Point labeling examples
-- BEGIN --

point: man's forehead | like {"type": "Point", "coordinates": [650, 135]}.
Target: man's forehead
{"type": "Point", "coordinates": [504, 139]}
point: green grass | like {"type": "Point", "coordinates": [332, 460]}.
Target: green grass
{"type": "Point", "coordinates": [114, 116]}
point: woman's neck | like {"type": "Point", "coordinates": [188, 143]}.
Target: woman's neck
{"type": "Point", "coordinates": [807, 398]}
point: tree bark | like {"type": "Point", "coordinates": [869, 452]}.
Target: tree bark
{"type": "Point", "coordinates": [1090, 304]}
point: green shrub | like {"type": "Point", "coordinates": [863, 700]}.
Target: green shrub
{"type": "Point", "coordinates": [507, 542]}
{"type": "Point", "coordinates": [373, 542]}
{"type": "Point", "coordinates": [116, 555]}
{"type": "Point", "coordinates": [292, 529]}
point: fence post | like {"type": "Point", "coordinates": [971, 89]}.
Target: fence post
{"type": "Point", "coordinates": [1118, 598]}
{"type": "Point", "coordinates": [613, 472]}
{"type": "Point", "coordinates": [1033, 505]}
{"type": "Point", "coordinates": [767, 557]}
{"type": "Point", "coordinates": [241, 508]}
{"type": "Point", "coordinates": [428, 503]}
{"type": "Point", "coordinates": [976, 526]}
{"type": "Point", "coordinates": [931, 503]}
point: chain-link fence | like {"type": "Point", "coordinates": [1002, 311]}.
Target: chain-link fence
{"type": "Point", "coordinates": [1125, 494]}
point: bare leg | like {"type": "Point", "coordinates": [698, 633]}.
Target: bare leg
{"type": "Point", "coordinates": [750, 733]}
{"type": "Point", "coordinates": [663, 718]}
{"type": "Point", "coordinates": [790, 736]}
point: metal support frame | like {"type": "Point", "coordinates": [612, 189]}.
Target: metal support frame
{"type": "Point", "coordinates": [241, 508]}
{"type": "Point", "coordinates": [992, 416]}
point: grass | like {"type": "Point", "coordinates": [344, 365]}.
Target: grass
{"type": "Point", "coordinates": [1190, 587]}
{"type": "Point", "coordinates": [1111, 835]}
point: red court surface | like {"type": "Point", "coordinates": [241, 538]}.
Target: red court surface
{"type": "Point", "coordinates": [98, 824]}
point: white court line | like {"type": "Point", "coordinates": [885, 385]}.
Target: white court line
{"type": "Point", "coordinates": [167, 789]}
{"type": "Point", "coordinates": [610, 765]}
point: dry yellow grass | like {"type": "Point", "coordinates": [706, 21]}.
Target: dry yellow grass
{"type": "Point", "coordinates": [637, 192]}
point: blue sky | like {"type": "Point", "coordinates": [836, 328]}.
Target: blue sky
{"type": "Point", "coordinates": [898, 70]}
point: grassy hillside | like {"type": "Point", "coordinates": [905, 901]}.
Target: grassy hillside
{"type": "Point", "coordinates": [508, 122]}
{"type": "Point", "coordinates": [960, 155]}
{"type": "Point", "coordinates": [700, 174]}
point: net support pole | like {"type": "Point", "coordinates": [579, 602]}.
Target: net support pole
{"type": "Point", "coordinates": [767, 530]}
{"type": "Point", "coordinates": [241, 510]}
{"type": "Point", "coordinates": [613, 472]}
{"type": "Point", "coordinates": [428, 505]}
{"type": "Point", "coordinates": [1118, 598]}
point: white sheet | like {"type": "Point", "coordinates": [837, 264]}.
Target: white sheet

-- END --

_SET EXERCISE_. Print the whole listing exactly as it is.

_ANSWER TO THE TASK_.
point: man's forehead | like {"type": "Point", "coordinates": [650, 135]}.
Target: man's forehead
{"type": "Point", "coordinates": [504, 139]}
point: green grass | like {"type": "Point", "coordinates": [332, 460]}.
Target: green grass
{"type": "Point", "coordinates": [114, 116]}
point: woman's neck | like {"type": "Point", "coordinates": [188, 143]}.
Target: woman's neck
{"type": "Point", "coordinates": [807, 398]}
point: tree bark | like {"type": "Point", "coordinates": [869, 452]}.
Target: tree bark
{"type": "Point", "coordinates": [1090, 304]}
point: green shrub | like {"type": "Point", "coordinates": [863, 700]}.
Target: green shrub
{"type": "Point", "coordinates": [507, 542]}
{"type": "Point", "coordinates": [373, 542]}
{"type": "Point", "coordinates": [116, 555]}
{"type": "Point", "coordinates": [292, 529]}
point: fence post | like {"type": "Point", "coordinates": [971, 89]}.
Target: fence post
{"type": "Point", "coordinates": [1118, 598]}
{"type": "Point", "coordinates": [613, 472]}
{"type": "Point", "coordinates": [1033, 505]}
{"type": "Point", "coordinates": [767, 557]}
{"type": "Point", "coordinates": [241, 508]}
{"type": "Point", "coordinates": [428, 503]}
{"type": "Point", "coordinates": [976, 526]}
{"type": "Point", "coordinates": [931, 503]}
point: chain-link fence | like {"type": "Point", "coordinates": [1002, 311]}.
Target: chain-link fence
{"type": "Point", "coordinates": [1125, 494]}
point: bare leg | like {"type": "Point", "coordinates": [698, 633]}.
Target: bare leg
{"type": "Point", "coordinates": [750, 733]}
{"type": "Point", "coordinates": [663, 718]}
{"type": "Point", "coordinates": [790, 736]}
point: metal support frame | like {"type": "Point", "coordinates": [612, 189]}.
Target: metal support frame
{"type": "Point", "coordinates": [241, 508]}
{"type": "Point", "coordinates": [992, 416]}
point: grass | like {"type": "Point", "coordinates": [344, 365]}.
Target: grass
{"type": "Point", "coordinates": [1190, 587]}
{"type": "Point", "coordinates": [1111, 835]}
point: red court surface | like {"type": "Point", "coordinates": [241, 538]}.
Target: red court surface
{"type": "Point", "coordinates": [98, 824]}
point: white court line | like {"type": "Point", "coordinates": [885, 385]}.
Target: white court line
{"type": "Point", "coordinates": [167, 789]}
{"type": "Point", "coordinates": [610, 765]}
point: dry yellow grass | like {"type": "Point", "coordinates": [706, 21]}.
Target: dry yellow grass
{"type": "Point", "coordinates": [637, 192]}
point: blue sky | like {"type": "Point", "coordinates": [836, 328]}.
Target: blue sky
{"type": "Point", "coordinates": [898, 70]}
point: grassy hillside | like {"type": "Point", "coordinates": [905, 901]}.
Target: grassy hillside
{"type": "Point", "coordinates": [508, 122]}
{"type": "Point", "coordinates": [960, 155]}
{"type": "Point", "coordinates": [700, 174]}
point: net support pole | like {"type": "Point", "coordinates": [579, 602]}.
Target: net support pole
{"type": "Point", "coordinates": [767, 530]}
{"type": "Point", "coordinates": [241, 510]}
{"type": "Point", "coordinates": [613, 472]}
{"type": "Point", "coordinates": [428, 505]}
{"type": "Point", "coordinates": [1118, 598]}
point: white sheet | like {"type": "Point", "coordinates": [837, 264]}.
Target: white sheet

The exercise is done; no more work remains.